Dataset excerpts
━━━━━━━━━━

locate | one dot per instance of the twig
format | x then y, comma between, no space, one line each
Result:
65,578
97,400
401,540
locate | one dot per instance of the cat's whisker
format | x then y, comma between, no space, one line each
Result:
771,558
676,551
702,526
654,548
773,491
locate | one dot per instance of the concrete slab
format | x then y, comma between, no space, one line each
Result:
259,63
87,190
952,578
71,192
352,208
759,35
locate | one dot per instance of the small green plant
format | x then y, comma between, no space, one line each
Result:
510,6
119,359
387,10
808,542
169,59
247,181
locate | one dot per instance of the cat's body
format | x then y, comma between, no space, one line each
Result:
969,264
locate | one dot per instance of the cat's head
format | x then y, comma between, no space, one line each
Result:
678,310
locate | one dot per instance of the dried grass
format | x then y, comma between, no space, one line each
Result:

━━━━━━━━━━

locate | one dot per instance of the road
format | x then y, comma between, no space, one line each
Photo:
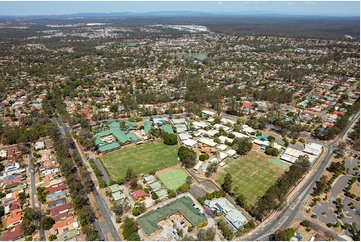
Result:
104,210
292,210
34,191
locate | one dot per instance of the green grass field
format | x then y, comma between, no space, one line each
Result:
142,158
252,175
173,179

━━━━━━━━━━

-- TASK ITEM --
Each line above that contains "grass" must be copied out.

-- SOLUTION TO THIS PROBLEM --
locate | one dot per instance of the dried grass
locate | one dot per instance of the green grass field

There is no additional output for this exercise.